Where a line of the data holds the word "ground", copy that line.

Saved entries:
=== Section Start ===
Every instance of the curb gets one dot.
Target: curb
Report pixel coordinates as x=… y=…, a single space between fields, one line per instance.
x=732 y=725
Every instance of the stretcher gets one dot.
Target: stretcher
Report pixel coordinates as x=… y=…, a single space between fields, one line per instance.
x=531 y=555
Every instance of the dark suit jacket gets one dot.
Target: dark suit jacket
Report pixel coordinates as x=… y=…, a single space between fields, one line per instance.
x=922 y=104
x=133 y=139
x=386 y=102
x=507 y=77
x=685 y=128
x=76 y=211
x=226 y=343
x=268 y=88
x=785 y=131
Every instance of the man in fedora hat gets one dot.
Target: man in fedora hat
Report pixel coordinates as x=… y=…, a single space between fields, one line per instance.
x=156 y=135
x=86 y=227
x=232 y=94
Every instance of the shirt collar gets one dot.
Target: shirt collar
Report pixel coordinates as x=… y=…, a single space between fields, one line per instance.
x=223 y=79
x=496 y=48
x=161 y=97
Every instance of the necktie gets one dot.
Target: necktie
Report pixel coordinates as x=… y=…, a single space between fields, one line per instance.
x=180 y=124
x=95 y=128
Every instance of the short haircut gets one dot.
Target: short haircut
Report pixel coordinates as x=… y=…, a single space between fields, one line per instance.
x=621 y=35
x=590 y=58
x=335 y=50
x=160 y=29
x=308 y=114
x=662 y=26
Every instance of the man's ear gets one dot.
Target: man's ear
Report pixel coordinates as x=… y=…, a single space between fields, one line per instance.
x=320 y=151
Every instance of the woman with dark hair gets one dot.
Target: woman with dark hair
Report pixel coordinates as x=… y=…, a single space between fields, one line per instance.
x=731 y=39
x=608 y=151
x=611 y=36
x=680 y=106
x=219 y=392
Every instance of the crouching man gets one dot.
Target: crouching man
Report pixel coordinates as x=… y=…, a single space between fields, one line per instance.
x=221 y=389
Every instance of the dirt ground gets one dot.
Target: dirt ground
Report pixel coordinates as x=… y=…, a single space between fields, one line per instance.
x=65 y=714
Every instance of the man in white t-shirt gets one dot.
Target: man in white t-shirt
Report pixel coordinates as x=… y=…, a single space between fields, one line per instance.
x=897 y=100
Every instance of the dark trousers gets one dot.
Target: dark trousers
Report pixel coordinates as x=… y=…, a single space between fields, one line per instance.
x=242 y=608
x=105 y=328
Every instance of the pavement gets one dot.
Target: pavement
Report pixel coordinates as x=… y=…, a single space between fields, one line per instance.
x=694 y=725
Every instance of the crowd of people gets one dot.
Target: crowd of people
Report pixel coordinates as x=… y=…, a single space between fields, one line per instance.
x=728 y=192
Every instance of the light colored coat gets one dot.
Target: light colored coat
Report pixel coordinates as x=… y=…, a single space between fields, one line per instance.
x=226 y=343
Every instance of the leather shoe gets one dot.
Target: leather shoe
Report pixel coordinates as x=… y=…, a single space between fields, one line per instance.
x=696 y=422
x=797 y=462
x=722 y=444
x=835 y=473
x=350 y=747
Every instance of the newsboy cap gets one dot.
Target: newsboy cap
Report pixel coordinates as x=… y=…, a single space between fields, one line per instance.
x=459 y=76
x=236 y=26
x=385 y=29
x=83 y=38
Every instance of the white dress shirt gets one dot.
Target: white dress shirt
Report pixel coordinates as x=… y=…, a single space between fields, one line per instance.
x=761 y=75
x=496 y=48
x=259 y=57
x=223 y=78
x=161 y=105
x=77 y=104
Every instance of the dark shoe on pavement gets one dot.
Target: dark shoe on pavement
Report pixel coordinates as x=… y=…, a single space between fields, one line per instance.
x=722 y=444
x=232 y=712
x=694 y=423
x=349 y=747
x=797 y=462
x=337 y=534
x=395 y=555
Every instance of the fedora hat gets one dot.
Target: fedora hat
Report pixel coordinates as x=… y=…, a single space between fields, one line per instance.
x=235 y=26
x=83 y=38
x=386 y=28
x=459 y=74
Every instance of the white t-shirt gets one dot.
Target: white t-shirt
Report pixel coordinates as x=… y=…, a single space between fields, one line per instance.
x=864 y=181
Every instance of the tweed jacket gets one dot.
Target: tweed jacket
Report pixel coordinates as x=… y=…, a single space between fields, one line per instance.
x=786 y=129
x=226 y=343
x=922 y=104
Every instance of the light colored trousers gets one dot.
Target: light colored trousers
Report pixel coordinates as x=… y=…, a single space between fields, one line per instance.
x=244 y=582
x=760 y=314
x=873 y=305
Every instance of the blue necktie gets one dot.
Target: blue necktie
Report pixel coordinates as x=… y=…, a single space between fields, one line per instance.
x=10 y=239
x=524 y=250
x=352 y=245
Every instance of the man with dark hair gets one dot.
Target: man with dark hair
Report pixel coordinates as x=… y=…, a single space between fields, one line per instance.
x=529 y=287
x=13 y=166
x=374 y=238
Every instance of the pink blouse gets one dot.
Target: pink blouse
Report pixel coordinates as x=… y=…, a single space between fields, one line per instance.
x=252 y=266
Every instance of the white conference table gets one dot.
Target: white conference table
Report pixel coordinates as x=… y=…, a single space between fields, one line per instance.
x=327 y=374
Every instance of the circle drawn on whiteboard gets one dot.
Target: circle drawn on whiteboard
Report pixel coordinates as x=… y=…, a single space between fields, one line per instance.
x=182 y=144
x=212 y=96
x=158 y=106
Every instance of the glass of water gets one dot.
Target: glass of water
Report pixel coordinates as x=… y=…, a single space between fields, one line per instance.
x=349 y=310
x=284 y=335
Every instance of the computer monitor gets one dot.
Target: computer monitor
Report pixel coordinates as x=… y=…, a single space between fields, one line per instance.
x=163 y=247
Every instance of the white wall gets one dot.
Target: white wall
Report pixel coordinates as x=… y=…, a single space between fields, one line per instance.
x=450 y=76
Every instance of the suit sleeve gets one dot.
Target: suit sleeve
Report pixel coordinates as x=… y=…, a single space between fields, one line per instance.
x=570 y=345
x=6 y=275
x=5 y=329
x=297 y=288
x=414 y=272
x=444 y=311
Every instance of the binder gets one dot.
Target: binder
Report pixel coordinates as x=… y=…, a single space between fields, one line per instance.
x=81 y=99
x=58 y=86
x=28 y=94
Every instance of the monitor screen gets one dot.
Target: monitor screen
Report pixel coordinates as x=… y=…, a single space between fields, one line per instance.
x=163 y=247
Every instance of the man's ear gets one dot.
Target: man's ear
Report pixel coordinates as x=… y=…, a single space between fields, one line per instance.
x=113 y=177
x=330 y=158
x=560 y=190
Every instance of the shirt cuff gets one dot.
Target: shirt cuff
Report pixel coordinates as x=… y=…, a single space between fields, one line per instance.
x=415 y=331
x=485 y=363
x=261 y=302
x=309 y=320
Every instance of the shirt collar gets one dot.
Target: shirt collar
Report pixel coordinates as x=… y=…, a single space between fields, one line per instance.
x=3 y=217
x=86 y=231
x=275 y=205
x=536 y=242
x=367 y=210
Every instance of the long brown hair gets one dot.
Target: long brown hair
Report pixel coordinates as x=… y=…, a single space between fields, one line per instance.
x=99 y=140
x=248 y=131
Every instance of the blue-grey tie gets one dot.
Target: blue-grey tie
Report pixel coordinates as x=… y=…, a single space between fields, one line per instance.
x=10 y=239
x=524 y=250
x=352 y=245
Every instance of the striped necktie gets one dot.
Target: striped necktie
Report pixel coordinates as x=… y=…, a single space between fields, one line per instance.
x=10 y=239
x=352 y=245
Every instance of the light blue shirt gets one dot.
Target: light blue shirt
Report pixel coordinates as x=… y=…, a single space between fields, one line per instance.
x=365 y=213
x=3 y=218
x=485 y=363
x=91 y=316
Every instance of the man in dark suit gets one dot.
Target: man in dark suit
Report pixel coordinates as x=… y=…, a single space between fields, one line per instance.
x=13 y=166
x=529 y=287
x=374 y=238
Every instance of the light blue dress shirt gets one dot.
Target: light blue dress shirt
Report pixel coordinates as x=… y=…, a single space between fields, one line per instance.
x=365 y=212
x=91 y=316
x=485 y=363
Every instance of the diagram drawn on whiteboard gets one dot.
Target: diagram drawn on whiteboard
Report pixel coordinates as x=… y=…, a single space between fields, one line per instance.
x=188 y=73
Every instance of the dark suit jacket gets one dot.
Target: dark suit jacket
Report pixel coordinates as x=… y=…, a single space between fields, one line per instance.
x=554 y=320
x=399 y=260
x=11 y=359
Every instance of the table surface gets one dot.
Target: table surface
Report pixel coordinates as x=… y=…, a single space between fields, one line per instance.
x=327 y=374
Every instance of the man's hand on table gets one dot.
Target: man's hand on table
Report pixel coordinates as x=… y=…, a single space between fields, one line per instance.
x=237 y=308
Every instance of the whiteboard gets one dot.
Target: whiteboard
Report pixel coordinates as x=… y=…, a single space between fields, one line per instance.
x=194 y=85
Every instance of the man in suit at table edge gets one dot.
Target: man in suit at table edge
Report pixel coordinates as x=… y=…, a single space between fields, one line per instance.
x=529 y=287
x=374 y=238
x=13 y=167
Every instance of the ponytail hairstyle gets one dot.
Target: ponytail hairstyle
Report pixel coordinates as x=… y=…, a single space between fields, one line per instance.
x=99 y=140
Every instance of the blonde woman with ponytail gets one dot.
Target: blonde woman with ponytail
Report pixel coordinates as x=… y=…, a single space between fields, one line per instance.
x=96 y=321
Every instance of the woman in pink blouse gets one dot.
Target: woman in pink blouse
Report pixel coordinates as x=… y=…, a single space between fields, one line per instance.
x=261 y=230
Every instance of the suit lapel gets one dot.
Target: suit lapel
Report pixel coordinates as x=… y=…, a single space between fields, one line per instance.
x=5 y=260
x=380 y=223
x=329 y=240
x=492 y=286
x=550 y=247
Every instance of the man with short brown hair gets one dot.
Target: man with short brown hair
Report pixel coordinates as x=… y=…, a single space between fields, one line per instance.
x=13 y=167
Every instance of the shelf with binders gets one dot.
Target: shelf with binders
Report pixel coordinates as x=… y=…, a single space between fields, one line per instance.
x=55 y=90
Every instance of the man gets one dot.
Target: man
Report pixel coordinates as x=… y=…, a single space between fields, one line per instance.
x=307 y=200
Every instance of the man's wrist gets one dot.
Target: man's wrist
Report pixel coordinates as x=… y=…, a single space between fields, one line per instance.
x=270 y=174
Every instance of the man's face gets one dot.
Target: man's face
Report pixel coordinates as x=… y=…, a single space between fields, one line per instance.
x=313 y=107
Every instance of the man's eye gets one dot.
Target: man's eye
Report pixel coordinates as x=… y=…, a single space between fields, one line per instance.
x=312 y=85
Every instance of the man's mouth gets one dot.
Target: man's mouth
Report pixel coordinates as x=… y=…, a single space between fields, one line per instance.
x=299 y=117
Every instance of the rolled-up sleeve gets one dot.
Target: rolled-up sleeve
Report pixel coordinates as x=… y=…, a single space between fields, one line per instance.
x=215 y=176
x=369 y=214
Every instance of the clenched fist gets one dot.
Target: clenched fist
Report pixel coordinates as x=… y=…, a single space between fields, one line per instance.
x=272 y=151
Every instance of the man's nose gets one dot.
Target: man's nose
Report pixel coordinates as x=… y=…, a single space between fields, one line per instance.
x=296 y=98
=== Section End ===
#### SOLUTION BELOW
Every instance of the dirt ground gets one dot.
Target: dirt ground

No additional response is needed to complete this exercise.